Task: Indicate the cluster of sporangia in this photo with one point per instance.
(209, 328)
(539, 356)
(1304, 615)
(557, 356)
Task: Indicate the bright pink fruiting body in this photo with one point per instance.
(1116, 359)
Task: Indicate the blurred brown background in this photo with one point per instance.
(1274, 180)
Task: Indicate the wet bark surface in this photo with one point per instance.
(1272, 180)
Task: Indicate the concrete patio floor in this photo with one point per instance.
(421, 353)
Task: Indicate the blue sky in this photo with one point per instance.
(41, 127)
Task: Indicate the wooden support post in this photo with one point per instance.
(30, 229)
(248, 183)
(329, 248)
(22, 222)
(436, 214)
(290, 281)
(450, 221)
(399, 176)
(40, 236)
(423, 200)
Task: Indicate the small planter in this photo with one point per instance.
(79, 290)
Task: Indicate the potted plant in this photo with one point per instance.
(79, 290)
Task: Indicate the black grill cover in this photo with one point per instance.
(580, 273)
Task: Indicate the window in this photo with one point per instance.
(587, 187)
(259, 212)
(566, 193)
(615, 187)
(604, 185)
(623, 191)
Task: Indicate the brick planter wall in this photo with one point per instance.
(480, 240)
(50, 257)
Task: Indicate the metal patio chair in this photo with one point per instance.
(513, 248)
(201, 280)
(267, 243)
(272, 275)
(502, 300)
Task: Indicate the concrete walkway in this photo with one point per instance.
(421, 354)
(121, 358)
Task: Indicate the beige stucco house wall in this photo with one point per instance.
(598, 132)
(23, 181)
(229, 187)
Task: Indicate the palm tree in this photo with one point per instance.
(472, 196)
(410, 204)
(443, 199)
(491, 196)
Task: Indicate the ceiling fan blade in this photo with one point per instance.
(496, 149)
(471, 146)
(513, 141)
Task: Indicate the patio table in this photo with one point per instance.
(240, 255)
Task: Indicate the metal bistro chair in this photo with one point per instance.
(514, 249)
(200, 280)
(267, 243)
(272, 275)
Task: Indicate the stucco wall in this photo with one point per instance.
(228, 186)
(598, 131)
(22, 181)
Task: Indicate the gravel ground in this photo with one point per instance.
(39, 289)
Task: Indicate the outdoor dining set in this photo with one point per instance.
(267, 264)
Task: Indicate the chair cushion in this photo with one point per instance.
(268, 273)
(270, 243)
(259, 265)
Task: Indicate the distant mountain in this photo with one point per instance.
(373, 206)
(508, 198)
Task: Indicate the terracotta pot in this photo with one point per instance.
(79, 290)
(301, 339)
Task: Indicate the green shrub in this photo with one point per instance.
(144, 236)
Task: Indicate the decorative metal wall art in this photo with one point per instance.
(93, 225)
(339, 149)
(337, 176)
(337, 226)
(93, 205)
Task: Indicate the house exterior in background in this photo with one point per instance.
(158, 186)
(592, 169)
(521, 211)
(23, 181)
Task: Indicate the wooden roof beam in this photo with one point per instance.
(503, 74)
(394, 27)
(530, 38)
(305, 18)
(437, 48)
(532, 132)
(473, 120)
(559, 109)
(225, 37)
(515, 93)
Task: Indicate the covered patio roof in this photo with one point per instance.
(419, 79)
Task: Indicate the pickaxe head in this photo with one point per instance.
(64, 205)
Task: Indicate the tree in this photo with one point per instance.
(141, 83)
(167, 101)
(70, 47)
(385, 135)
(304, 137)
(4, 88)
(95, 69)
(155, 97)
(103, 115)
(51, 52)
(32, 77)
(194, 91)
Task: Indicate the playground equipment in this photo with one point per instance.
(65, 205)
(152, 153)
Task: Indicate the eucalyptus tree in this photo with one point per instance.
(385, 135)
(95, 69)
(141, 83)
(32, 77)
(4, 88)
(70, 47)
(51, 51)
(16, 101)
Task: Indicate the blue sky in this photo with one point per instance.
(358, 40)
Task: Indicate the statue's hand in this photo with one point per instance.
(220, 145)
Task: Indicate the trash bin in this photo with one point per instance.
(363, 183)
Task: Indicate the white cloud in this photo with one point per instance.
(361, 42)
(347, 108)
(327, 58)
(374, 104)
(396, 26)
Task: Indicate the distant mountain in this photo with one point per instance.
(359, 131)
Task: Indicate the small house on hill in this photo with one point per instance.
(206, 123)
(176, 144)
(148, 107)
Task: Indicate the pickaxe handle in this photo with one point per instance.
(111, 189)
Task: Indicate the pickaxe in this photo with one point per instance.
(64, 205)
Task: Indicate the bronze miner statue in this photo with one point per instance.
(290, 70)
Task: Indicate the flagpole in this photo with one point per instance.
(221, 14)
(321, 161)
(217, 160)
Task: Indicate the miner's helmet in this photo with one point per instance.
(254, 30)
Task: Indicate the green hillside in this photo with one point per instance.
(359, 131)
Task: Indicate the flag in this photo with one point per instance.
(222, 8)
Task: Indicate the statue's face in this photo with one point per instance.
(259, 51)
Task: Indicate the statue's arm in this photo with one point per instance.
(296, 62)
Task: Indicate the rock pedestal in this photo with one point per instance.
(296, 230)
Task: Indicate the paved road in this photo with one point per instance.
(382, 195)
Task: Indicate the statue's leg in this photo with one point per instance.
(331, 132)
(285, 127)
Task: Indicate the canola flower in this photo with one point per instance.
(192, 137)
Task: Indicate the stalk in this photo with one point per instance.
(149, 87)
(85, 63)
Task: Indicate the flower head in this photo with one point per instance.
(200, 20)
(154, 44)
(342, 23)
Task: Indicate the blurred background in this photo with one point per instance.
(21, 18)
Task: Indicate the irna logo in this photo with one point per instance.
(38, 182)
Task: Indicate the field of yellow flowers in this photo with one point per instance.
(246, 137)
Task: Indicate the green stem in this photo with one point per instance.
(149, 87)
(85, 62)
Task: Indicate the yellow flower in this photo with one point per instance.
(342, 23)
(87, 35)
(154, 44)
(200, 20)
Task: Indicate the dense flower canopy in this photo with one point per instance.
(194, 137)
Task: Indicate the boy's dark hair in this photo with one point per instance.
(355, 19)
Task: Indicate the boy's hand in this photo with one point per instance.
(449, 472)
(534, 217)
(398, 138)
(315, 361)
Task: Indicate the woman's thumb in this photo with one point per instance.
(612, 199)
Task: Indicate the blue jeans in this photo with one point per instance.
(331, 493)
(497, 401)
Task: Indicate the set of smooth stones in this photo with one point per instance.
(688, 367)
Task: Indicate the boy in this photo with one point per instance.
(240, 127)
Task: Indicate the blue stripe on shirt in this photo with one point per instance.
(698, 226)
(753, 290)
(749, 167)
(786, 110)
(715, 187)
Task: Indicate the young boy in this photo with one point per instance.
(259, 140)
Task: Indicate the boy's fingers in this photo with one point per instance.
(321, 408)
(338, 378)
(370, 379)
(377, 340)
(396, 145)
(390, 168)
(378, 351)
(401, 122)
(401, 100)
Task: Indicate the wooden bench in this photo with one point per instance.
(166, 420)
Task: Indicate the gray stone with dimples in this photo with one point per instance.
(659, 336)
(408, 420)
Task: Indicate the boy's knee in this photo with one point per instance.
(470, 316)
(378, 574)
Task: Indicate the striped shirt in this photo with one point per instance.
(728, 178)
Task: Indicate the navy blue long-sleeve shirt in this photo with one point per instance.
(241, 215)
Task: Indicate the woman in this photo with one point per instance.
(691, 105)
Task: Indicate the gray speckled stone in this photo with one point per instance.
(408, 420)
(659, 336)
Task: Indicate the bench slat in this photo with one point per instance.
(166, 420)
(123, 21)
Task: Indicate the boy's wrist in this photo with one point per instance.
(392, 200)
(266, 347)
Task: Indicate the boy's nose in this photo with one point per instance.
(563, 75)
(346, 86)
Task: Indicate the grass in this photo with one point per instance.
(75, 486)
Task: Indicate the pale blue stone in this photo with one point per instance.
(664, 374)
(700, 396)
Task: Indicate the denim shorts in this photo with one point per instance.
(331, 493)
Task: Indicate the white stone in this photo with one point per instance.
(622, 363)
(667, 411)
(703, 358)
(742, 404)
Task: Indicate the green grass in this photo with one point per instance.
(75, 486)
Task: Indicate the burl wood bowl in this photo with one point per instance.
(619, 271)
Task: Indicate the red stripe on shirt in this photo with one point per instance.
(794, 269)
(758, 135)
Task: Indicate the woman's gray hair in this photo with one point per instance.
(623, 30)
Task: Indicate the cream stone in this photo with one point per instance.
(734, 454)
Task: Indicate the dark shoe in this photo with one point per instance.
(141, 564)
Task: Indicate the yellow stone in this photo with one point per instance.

§ **The task**
Copy the lines above verbatim, from the first one through the line containing "(1272, 180)", including that line.

§ **Completed task**
Task: Indicate the cluster of sporangia in this photo with one point per instance.
(209, 328)
(539, 356)
(1304, 615)
(557, 356)
Task: Indicate the bright pink fruiting body in this photo with one point per instance.
(1116, 359)
Task: Indicate the blurred brown background in this photo with one point per instance.
(1274, 180)
Task: Indicate the wet bark surface in this photo with one point per instance.
(1272, 180)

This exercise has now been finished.